» SELECTED EXTRACT:
>>>>

Add grep search functionality - Issue #86 (#87)

* Add grep search functionality to LeannSearcher - Add use_grep parameter to search method - Implement grep-based search on .jsonl files - Add fallback Python regex search - Support same SearchResult format as semantic search Addresses issue #86 * fix: resolve linting errors * docs: add grep search example * docs: add grep search to README examples * refactor: remove regex fallback, move grep example to features section * docs: add grep search to Advanced Features with comprehensive guide
2025-09-06 08:48:07 +12:00
parent b0b353d279
commit 0d9f92ea0f
5 changed files with 299 additions and 7 deletions
--- a/packages/leann-core/src/leann/api.py
+++ b/packages/leann-core/src/leann/api.py
@@ -6,6 +6,8 @@ with the correct, original embedding logic from the user's reference code.
 import json
 import logging
 import pickle
+import re
+import subprocess
 import time
 import warnings
 from dataclasses import dataclass, field
@@ -653,6 +655,7 @@ class LeannSearcher:
        expected_zmq_port: int = 5557,
        metadata_filters: Optional[dict[str, dict[str, Union[str, int, float, bool, list]]]] = None,
        batch_size: int = 0,
+        use_grep: bool = False,
        **kwargs,
    ) -> list[SearchResult]:
        """

<<<<

» JOB 1: Count the lines in the records below that contain the string "petal", and reply with only the number.
» JOB 2: Write what follows the last line of the grep search commit diff above.

» DATASET EXCERPTS:
>>>>

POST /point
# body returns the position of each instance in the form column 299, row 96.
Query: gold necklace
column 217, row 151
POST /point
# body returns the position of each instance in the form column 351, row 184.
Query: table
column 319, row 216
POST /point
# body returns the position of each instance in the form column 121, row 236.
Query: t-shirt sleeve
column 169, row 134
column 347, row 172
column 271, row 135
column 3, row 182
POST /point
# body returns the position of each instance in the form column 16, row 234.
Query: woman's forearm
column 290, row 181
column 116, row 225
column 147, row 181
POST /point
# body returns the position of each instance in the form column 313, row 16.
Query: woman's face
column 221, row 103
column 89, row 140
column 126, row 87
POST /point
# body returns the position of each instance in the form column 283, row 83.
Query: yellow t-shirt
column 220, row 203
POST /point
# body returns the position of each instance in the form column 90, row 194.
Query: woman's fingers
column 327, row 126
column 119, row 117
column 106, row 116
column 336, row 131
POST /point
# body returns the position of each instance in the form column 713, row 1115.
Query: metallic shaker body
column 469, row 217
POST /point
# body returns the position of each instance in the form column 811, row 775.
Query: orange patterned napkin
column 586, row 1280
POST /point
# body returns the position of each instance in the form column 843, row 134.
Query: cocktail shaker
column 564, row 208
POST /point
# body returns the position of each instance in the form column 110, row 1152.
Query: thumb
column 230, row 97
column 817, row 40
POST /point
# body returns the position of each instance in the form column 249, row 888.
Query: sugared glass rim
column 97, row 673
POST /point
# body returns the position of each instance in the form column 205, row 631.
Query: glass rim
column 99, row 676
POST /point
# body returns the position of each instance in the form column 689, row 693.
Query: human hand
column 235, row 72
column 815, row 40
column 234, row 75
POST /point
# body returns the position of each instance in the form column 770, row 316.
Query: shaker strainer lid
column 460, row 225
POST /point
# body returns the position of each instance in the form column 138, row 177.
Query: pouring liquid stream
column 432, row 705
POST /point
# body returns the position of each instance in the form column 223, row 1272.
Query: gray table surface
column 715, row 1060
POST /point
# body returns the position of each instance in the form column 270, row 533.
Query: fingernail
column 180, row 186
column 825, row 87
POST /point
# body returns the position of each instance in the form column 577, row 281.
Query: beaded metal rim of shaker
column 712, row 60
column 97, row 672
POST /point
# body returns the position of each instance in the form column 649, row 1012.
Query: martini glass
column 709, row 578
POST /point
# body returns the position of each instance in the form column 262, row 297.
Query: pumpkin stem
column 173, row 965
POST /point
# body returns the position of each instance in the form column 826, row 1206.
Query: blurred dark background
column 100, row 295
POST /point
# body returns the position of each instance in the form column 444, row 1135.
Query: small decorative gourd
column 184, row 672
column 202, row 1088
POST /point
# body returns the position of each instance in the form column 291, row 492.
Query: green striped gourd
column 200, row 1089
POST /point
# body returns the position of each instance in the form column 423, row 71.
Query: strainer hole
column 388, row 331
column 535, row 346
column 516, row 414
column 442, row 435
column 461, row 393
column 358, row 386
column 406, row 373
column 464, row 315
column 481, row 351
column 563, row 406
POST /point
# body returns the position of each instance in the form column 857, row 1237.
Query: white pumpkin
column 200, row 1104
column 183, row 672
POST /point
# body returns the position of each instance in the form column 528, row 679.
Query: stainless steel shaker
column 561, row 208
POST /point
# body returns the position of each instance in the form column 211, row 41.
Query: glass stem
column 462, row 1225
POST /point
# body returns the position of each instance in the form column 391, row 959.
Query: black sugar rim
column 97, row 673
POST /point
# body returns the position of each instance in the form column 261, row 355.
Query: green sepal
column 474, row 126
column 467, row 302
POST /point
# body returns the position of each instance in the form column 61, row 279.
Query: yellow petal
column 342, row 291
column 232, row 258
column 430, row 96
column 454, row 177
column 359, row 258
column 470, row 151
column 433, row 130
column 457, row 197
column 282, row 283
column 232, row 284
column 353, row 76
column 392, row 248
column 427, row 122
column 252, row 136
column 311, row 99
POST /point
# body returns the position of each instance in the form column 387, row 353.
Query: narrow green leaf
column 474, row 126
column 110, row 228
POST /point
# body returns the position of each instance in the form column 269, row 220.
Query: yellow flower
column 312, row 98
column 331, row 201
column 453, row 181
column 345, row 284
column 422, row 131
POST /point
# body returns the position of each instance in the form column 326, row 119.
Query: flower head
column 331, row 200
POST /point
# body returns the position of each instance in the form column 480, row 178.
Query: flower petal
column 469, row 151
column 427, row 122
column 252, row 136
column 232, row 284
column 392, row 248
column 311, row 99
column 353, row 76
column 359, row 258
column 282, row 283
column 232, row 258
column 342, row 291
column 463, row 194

<<<<

» EXPECTED OUTPUT 1: 2

» EXPECTED OUTPUT 2:
@@ -679,6 +682,10 @@ class LeannSearcher:
        Returns:
            List of SearchResult objects with text, metadata, and similarity scores
        """
+        # Handle grep search
+        if use_grep:
+            return self._grep_search(query, top_k)
+
        logger.info("🔍 LeannSearcher.search() called:")
        logger.info(f"  Query: '{query}'")
        logger.info(f"  Top_k: {top_k}")
@@ -795,9 +802,96 @@ class LeannSearcher:
        logger.info(f"  {GREEN}✓ Final enriched results: {len(enriched_results)} passages{RESET}")
        return enriched_results

+    def _find_jsonl_file(self) -> Optional[str]:
+        """Find the .jsonl file containing raw passages for grep search"""
+        index_path = Path(self.meta_path_str).parent
+        potential_files = [
+            index_path / "documents.leann.passages.jsonl",
+            index_path.parent / "documents.leann.passages.jsonl",
+        ]
+
+        for file_path in potential_files:
+            if file_path.exists():
+                return str(file_path)
+        return None
+
+    def _grep_search(self, query: str, top_k: int = 5) -> list[SearchResult]:
+        """Perform grep-based search on raw passages"""
+        jsonl_file = self._find_jsonl_file()
+        if not jsonl_file:
+            raise FileNotFoundError("No .jsonl passages file found for grep search")
+
+        try:
+            cmd = ["grep", "-i", "-n", query, jsonl_file]
+            result = subprocess.run(cmd, capture_output=True, text=True, check=False)
+
+            if result.returncode == 1:
+                return []
+            elif result.returncode != 0:
+                raise RuntimeError(f"Grep failed: {result.stderr}")
+
+            matches = []
+            for line in result.stdout.strip().split("\n"):
+                if not line:
+                    continue
+                parts = line.split(":", 1)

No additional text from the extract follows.